▸ **What is required**
Retype each record shown below, leaving every character as it is.

------------------------------------

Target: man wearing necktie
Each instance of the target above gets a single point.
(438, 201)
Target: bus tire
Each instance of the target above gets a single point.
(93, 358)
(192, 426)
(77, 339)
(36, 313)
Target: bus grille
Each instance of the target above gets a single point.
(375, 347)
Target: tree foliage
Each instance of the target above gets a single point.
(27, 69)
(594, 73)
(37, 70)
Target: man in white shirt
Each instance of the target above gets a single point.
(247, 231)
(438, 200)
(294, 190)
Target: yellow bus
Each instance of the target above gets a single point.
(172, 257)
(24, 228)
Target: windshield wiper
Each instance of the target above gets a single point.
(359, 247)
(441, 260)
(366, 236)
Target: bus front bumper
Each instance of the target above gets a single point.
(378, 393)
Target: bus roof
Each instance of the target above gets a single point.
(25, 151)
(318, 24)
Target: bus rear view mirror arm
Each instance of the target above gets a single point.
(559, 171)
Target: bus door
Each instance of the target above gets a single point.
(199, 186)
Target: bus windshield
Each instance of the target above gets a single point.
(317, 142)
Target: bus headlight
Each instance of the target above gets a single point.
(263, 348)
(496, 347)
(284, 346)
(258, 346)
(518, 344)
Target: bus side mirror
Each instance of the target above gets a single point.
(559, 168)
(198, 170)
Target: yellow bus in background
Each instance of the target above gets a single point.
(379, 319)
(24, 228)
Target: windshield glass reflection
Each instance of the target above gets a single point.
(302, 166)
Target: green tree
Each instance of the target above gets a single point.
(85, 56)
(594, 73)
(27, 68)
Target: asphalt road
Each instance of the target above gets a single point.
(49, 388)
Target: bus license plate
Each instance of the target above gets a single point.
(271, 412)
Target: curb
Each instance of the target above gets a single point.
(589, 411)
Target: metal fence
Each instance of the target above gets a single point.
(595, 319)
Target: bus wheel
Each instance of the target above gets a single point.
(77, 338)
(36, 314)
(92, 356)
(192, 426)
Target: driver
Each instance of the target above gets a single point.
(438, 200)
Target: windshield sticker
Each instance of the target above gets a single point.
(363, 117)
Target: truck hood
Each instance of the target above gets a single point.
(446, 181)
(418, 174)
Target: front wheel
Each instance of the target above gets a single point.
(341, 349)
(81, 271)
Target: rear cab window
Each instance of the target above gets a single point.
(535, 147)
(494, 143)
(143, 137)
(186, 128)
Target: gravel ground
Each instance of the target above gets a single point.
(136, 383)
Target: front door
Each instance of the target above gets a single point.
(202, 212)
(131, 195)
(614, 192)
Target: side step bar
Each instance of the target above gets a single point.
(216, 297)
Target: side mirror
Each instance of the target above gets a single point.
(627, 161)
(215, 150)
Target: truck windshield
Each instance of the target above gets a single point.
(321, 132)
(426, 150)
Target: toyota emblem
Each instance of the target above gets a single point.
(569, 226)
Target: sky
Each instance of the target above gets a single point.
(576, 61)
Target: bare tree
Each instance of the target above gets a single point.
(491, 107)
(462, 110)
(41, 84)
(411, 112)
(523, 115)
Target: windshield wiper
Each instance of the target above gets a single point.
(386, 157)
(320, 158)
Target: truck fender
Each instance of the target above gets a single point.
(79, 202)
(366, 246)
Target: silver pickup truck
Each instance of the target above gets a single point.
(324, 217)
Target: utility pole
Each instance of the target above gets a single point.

------------------------------------

▸ **Reply to the task**
Target: man wearing necktie
Each instance of the target above gets a single point.
(438, 201)
Target: bus tire
Each instance of the target above gets a single point.
(93, 358)
(192, 426)
(77, 339)
(36, 313)
Target: bus grille
Each instance of the target above gets a single point.
(375, 347)
Target: tree foliage
Each instance of the target above gets a single point.
(27, 69)
(594, 73)
(37, 70)
Target: man in white shirt
Each instance of the target above gets a single point.
(247, 231)
(438, 200)
(294, 190)
Target: yellow bus
Each instance of the target above gets a single point.
(172, 257)
(24, 228)
Target: windshield wiper
Each instance of the target above gets a single point.
(359, 247)
(441, 260)
(366, 236)
Target: bus front bumper
Each instance of the target above gets a single point.
(378, 393)
Target: bus roof
Each instance of the target above gets a single point.
(25, 151)
(318, 24)
Target: bus rear view mirror arm
Each instance of the target above gets a single point.
(559, 171)
Target: bus door
Each instance of the target above gets a single point.
(199, 186)
Target: bus windshield
Each instance of the target above gets a single point.
(317, 142)
Target: bus headlight
Each instance of the target above gets a single point.
(263, 348)
(496, 347)
(284, 346)
(258, 346)
(518, 344)
Target: bus side mirror
Each instance of the target above gets a single point.
(559, 168)
(198, 170)
Target: yellow bus in background
Each instance of the target above gets a single point.
(379, 319)
(24, 228)
Target: windshield glass reflection
Each instance of the target above gets a single point.
(302, 166)
Target: green tree
Each instance of the target above gets a single point.
(85, 56)
(594, 73)
(27, 68)
Target: asphalt road
Each instance of the target above gets a single point.
(49, 388)
Target: bus license plate
Each instance of the target above gets a single point.
(271, 412)
Target: curb
Each instance of the target above gets a single point.
(589, 411)
Target: metal fence
Each instance of the target above gets a single point.
(595, 319)
Target: bus wheel
Each instance of the target above gets a single point.
(77, 338)
(36, 314)
(92, 356)
(192, 426)
Target: driver
Each instance of the target above gets a single point.
(438, 200)
Target: windshield sticker
Each instance of the target above gets a single point.
(363, 117)
Target: truck hood
Each instance of the target above gets a single point.
(446, 181)
(418, 174)
Target: front wheel
Each instance of the target above gets a single point.
(341, 349)
(81, 271)
Target: rear cab window
Each instance of the target above gets a single point.
(535, 147)
(494, 143)
(143, 137)
(186, 128)
Target: gravel ground
Each instance of the target above gets a single point.
(136, 383)
Target: front door
Each instance of the target above gets a single point.
(202, 212)
(131, 195)
(614, 192)
Target: side step bar
Each instance of the target above gets a single point.
(216, 297)
Target: side mirror
Each instance of the target above gets a single point.
(627, 161)
(215, 150)
Target: truck windshield
Each instance of the target above gets a single point.
(321, 132)
(426, 150)
Target: toyota emblem
Each instance of the target above gets a single point.
(569, 226)
Target: sky
Each instance of the target above gets a single point.
(576, 61)
Target: bare tree
Each instance of the target above gets a single point.
(491, 107)
(462, 110)
(41, 84)
(411, 112)
(523, 115)
Target: windshield wiper
Each instance of the target above gets a single point.
(386, 157)
(320, 158)
Target: truck fender
Each instance of the target above gets a single point.
(79, 202)
(366, 246)
Target: silver pickup truck
Each instance of the target above gets a single point.
(324, 217)
Target: utility pole
Each instance of the target above gets a single point.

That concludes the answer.